(Excerpts from a point labeling dataset)
* * * * * * *

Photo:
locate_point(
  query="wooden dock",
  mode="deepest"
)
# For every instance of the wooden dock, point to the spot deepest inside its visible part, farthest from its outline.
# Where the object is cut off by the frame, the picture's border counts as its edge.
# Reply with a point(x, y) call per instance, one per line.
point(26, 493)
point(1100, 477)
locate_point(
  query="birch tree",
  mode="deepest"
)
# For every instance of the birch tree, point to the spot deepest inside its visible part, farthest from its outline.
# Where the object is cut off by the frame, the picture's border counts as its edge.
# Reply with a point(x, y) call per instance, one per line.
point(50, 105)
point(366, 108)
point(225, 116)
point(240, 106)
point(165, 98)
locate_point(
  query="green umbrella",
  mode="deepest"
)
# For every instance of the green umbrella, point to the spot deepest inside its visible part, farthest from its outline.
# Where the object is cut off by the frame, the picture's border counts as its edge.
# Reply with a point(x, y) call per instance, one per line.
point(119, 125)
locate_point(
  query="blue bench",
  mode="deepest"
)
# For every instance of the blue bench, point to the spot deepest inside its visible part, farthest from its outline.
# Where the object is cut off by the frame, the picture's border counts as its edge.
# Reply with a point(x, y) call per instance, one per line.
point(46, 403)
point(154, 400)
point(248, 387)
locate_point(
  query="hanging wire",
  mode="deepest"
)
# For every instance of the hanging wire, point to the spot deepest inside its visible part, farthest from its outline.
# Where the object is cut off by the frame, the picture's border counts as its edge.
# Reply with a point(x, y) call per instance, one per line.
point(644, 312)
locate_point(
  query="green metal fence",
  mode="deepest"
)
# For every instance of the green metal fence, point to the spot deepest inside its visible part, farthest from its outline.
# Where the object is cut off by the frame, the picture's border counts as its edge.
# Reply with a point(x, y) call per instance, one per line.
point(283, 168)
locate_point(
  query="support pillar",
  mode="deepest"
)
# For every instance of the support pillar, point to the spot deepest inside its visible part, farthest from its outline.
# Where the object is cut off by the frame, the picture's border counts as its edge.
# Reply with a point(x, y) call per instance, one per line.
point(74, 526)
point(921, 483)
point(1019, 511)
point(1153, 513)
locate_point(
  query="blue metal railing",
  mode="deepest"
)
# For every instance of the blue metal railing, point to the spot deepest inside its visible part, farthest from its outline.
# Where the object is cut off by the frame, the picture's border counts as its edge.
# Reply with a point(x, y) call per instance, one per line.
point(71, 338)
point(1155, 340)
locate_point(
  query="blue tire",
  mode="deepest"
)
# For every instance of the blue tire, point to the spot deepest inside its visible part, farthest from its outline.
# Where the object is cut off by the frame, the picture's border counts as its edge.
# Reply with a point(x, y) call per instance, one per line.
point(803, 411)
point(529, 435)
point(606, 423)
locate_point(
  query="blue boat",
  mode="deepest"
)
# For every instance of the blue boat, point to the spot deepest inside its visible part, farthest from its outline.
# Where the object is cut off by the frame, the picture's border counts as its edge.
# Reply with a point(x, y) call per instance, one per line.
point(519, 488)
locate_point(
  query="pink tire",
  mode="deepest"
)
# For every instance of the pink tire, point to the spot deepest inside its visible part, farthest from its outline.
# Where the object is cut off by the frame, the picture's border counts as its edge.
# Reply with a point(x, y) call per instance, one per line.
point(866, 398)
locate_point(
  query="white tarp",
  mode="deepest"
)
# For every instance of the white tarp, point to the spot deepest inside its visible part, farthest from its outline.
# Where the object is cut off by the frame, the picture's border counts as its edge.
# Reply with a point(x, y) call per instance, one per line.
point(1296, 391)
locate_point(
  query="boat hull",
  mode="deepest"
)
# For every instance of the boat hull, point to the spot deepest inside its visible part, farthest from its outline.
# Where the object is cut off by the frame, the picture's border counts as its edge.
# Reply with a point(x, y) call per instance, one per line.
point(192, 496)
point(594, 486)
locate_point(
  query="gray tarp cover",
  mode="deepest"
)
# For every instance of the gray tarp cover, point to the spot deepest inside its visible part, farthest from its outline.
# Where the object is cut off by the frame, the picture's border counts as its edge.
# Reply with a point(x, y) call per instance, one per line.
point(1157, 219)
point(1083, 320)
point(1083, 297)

* * * * * * *

> **Short problem**
Which lines in the entries above contain the string "railing"? Pick out each such line and copy it, treating uppercase and lowercase as different.

> **Response to this task**
  query="blue metal railing",
# For every instance of the blue metal railing, point to the spot deepest inside its visible part, farthest from its outline.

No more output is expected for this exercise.